# WORK TO COMPLETE
Where the line containing "Please mark the reflection" appears, begin retyping; continue exactly through the final line of the data. Omit every picture.

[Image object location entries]

========================================

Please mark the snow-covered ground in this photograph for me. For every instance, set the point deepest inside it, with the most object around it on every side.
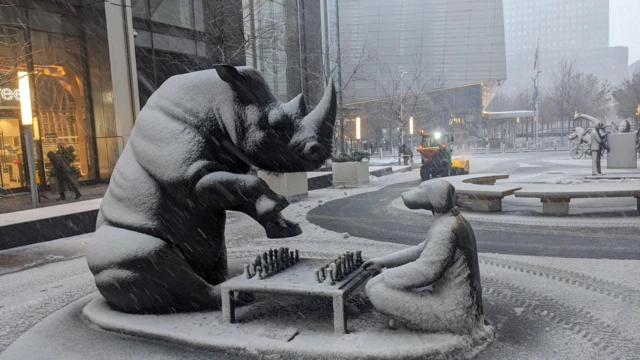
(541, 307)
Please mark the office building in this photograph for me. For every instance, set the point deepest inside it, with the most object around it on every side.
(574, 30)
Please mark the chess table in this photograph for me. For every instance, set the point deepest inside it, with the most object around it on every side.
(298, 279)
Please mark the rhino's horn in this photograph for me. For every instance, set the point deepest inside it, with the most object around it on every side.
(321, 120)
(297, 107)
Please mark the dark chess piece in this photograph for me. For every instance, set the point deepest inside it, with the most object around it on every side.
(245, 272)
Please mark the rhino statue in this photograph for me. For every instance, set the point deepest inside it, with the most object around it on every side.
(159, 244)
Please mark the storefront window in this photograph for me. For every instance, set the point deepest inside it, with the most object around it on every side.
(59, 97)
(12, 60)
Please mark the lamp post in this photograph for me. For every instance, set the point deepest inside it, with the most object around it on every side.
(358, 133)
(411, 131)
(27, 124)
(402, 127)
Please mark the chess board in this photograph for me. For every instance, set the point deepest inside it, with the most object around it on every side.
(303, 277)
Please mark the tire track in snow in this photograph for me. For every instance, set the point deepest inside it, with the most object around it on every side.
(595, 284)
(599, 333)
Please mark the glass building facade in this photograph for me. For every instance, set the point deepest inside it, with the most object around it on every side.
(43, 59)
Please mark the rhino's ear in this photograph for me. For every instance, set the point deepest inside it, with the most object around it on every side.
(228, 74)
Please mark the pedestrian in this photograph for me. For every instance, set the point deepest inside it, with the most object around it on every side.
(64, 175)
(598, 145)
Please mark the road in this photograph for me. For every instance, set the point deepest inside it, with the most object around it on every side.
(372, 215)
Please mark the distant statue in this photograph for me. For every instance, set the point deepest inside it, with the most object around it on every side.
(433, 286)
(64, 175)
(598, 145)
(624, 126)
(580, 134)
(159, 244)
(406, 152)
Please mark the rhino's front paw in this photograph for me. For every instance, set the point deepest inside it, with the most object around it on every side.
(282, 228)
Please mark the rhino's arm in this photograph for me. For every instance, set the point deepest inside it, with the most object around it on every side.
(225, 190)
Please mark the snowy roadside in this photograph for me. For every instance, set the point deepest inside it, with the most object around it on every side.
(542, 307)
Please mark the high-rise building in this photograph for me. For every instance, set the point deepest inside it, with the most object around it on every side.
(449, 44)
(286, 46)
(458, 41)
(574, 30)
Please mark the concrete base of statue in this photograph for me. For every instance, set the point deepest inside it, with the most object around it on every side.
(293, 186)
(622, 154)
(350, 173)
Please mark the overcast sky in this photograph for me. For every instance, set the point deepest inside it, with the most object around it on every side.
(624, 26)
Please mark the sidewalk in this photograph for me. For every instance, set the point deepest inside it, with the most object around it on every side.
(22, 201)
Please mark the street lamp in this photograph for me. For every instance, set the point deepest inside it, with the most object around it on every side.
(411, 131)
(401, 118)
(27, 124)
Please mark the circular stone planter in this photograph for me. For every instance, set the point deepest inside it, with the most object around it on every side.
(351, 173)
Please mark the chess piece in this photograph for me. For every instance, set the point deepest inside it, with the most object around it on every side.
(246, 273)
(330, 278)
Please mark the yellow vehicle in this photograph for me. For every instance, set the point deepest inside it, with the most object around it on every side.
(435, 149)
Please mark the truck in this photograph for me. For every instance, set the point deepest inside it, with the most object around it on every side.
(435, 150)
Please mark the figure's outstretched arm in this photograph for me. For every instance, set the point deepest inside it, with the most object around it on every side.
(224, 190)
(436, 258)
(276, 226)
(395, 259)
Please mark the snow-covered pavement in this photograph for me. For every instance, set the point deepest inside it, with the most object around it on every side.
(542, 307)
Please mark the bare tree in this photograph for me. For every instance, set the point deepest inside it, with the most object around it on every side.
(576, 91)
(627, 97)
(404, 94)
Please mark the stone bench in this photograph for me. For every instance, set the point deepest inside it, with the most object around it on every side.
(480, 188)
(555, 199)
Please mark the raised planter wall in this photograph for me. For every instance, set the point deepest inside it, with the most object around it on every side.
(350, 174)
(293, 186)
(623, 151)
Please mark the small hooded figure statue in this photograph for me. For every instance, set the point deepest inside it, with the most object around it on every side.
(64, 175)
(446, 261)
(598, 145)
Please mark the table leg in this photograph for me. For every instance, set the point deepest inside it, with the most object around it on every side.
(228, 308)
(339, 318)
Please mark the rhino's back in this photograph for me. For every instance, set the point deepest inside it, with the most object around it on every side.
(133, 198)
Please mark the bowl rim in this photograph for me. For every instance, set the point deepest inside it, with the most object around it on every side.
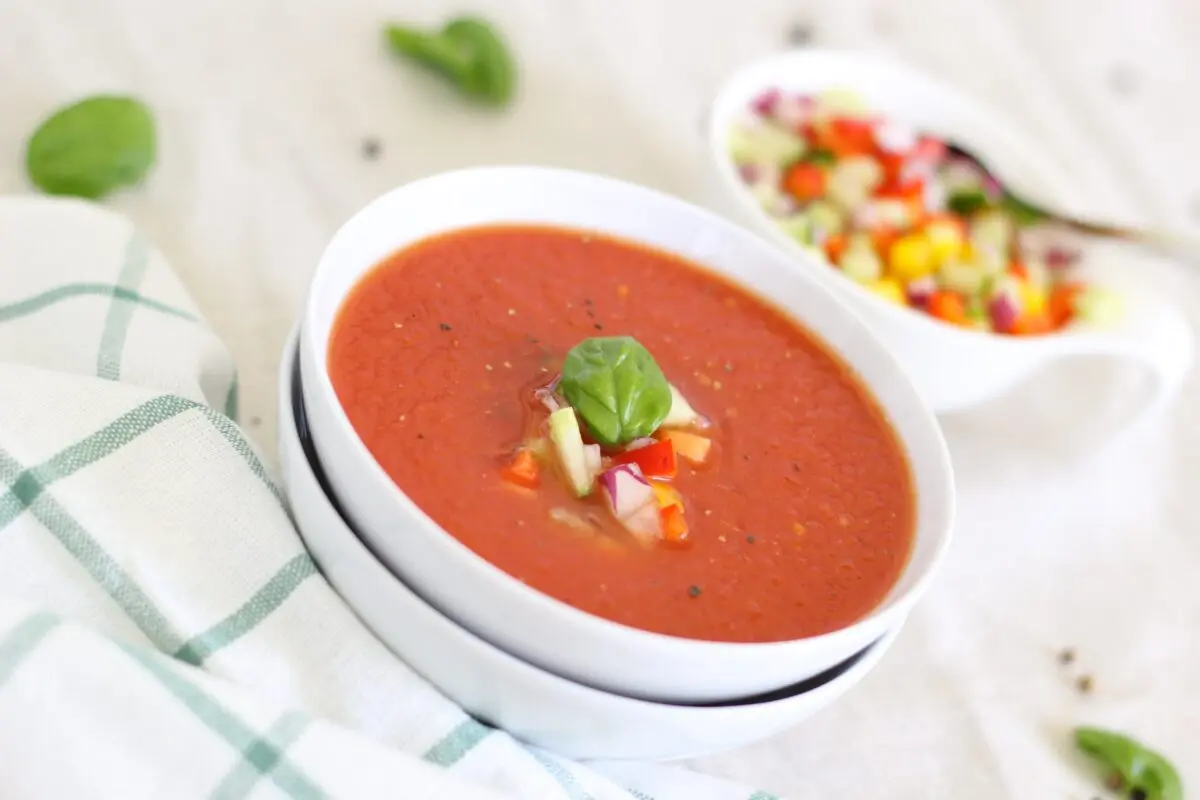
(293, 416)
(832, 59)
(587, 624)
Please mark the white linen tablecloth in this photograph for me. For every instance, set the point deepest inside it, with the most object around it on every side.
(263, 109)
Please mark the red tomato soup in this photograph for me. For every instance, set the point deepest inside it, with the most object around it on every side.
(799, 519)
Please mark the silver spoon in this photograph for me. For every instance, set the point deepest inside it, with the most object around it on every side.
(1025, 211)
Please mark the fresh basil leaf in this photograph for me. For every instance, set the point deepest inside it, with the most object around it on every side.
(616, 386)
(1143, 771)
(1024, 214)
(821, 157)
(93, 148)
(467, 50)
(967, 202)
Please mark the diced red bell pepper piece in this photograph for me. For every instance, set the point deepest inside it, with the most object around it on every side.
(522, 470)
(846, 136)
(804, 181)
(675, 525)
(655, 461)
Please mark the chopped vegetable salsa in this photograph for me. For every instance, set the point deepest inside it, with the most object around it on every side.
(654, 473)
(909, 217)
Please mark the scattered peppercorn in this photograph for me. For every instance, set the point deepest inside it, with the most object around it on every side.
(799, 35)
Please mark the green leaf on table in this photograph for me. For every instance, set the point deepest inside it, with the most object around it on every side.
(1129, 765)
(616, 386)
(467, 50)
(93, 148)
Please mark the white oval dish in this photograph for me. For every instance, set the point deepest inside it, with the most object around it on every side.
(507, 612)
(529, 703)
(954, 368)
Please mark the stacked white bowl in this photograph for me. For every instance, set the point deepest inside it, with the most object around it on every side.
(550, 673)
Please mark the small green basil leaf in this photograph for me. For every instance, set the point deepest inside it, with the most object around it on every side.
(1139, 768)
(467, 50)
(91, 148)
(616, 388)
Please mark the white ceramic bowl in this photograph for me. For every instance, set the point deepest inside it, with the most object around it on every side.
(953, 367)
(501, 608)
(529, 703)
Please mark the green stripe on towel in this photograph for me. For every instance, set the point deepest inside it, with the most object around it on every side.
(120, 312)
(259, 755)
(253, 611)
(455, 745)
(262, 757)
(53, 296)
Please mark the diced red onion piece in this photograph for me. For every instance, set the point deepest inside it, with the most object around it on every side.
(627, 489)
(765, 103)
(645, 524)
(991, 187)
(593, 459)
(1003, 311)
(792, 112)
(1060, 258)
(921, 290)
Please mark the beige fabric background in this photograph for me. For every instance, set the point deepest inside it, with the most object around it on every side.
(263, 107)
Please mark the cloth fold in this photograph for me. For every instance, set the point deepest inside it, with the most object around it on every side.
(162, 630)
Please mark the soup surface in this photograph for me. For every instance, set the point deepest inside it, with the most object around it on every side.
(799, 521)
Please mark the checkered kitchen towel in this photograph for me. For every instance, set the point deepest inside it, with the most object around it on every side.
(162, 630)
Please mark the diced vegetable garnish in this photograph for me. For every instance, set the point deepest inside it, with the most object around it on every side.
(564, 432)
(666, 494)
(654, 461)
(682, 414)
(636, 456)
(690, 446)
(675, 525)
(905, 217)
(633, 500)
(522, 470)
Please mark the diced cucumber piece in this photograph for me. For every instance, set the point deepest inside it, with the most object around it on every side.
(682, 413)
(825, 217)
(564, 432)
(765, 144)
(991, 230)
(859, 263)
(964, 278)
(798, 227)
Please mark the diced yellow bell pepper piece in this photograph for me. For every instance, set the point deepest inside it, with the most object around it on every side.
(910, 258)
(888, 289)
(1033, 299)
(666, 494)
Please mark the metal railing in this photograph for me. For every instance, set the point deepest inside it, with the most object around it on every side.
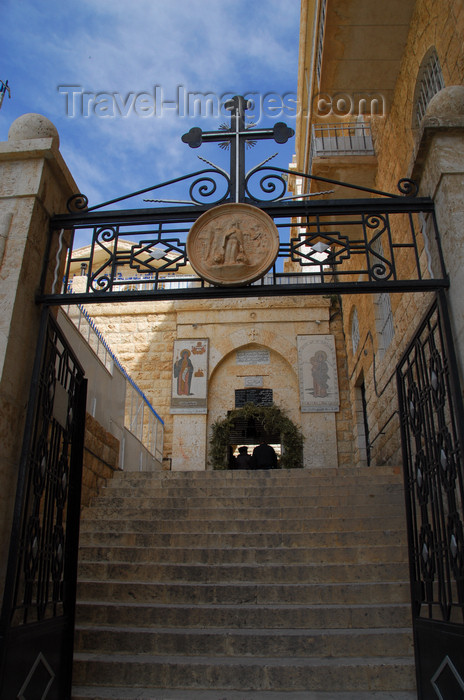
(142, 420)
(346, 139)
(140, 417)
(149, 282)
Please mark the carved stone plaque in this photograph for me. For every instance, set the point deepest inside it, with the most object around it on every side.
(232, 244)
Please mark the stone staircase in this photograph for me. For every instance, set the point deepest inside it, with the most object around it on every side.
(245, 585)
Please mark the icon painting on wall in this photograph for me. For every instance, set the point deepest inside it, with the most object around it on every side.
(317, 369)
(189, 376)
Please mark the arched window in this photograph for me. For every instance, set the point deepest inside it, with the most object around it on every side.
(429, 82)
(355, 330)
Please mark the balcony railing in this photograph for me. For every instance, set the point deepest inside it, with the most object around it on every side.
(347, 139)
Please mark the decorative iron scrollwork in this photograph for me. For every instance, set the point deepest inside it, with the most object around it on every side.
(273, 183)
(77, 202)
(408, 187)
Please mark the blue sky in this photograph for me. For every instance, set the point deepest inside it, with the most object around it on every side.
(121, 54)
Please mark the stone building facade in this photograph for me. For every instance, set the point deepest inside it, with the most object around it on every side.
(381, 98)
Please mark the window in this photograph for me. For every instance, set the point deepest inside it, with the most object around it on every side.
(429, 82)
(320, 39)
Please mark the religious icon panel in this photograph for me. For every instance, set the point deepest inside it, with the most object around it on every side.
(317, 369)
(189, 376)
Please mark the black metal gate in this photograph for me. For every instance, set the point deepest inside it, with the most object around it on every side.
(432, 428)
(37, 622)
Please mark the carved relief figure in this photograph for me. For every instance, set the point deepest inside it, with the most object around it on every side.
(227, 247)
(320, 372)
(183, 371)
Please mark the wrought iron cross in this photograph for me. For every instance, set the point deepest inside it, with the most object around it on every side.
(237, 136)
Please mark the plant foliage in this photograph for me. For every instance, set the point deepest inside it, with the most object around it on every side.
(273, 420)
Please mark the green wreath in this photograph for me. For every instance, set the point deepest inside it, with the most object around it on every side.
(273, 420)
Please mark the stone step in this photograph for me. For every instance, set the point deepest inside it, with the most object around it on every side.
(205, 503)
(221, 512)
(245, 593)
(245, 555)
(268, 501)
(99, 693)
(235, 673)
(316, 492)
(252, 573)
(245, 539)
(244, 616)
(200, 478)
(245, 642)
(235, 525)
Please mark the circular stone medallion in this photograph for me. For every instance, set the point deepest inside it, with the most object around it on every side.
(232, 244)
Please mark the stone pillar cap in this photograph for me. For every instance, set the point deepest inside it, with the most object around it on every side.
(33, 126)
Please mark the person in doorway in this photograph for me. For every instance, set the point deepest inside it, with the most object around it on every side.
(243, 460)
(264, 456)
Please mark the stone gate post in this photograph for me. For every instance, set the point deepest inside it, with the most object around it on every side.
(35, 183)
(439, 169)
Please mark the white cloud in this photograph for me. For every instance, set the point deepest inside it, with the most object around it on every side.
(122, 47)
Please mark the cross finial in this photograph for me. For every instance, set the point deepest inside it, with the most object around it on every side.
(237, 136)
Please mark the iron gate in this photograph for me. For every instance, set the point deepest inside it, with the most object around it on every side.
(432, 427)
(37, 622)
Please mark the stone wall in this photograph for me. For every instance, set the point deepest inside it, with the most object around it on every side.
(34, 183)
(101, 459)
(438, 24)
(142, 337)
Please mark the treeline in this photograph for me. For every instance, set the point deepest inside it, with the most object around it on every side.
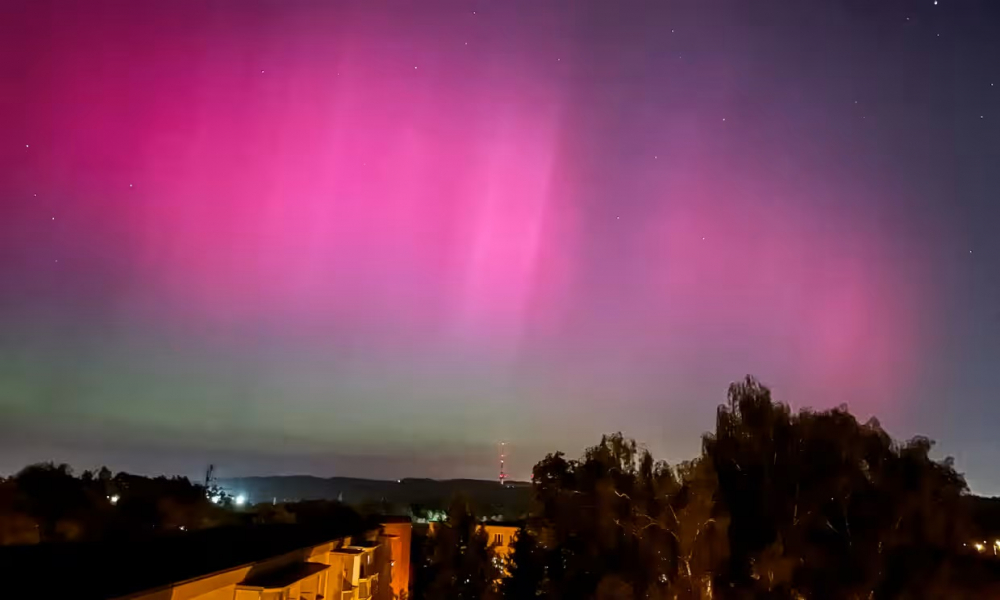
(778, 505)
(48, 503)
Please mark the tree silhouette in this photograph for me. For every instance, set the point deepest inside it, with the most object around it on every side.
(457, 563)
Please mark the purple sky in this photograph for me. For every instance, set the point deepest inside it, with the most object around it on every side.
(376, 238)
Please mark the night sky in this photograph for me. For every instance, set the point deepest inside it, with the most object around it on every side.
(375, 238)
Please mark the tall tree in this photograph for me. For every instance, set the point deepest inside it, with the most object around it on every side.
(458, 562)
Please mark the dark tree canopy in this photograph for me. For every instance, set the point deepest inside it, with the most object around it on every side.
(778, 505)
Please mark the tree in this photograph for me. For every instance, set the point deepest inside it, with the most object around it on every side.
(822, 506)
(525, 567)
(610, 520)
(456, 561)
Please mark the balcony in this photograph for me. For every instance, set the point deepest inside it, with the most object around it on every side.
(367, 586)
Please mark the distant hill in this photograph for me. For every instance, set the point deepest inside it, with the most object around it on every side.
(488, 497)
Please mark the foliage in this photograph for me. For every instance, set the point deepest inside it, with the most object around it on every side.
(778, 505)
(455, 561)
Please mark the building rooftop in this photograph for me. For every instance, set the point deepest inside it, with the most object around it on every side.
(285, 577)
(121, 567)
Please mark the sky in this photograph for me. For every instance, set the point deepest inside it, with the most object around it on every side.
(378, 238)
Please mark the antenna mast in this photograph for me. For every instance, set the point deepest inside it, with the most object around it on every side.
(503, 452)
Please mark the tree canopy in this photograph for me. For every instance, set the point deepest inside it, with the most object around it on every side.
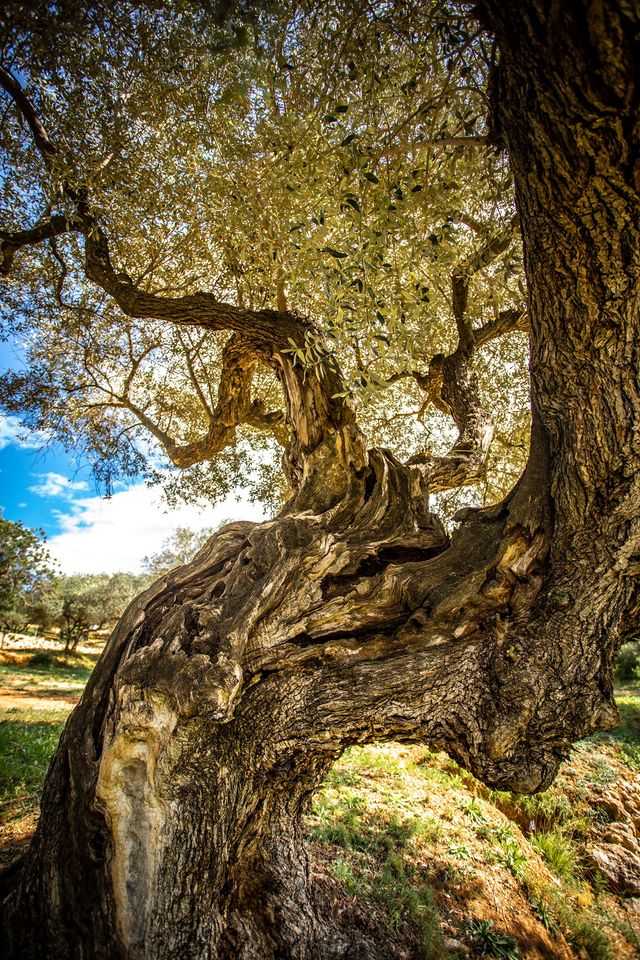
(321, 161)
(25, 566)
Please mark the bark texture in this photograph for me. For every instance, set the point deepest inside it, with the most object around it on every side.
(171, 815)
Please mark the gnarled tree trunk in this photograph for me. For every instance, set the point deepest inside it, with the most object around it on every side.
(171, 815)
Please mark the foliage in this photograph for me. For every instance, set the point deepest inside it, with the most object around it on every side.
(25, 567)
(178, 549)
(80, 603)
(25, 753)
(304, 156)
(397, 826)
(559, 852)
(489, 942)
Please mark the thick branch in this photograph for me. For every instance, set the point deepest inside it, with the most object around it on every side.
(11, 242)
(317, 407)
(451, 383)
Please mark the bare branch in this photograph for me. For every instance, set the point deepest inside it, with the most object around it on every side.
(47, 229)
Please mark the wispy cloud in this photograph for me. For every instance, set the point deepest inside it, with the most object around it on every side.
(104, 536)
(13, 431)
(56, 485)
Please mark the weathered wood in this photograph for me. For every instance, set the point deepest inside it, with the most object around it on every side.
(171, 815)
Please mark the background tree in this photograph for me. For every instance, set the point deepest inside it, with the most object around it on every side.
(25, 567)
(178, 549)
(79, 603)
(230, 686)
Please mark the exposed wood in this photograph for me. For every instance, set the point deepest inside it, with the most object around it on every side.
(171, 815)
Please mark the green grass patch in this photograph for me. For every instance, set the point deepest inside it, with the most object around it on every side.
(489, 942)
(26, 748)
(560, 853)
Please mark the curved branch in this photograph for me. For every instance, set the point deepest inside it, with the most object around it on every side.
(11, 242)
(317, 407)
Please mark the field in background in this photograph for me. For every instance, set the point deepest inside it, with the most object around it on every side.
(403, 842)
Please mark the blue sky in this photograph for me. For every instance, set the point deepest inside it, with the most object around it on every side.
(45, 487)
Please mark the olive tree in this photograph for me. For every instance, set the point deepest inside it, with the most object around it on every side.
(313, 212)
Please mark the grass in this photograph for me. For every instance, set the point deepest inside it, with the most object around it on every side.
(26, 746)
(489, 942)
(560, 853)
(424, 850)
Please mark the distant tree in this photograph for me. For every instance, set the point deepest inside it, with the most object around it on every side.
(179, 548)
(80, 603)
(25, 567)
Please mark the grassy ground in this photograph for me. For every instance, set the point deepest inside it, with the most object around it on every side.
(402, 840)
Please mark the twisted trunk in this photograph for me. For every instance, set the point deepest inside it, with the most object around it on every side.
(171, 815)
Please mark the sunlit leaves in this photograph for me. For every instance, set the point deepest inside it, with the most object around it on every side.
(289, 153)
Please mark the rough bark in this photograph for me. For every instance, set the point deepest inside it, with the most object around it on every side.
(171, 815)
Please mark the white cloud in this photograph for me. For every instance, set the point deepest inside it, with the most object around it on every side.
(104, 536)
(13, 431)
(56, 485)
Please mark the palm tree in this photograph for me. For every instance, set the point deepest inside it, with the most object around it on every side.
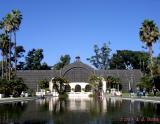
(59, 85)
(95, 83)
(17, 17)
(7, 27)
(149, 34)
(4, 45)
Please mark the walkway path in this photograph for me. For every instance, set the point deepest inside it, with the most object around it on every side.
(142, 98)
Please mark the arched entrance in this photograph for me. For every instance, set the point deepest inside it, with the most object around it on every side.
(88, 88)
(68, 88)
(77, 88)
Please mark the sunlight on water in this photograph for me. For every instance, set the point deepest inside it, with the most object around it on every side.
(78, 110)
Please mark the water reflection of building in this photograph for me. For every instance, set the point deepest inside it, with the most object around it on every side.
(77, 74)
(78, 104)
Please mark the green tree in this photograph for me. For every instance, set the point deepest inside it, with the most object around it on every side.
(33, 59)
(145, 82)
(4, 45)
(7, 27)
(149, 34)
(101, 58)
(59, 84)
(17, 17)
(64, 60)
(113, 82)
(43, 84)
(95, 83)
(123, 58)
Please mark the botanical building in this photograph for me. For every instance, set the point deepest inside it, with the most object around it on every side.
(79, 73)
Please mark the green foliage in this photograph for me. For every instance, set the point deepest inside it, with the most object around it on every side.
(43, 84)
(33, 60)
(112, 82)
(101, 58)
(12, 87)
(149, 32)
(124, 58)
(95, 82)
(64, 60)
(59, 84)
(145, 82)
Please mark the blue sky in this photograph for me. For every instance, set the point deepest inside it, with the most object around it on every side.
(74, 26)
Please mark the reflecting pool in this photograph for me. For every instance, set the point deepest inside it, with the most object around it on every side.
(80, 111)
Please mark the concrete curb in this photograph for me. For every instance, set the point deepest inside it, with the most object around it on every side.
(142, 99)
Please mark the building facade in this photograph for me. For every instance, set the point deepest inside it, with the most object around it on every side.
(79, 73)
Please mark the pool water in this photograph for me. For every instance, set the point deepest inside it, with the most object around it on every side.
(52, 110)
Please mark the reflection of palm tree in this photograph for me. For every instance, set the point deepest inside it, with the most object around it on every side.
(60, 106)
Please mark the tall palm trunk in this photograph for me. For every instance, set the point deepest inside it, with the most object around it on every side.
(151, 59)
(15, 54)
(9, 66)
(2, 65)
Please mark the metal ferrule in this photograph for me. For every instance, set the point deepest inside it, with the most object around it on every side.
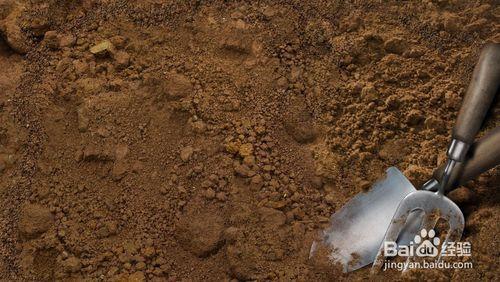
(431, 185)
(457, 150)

========================================

# EXERCISE OUTPUT
Please mark the reflection of palm tree in this photograph for me. For every instance, set the point deepest inside it, with the most object around it on every side.
(60, 106)
Please mark the tall palm trunk in this photograph for me. For every instance, set the point deepest inside it, with the most object around it on every side.
(151, 59)
(15, 54)
(9, 66)
(2, 65)
Please mark the metal ferrule in this photograph for me. For every instance, set the point deepest inside it, with the most object around it on every side.
(431, 185)
(457, 150)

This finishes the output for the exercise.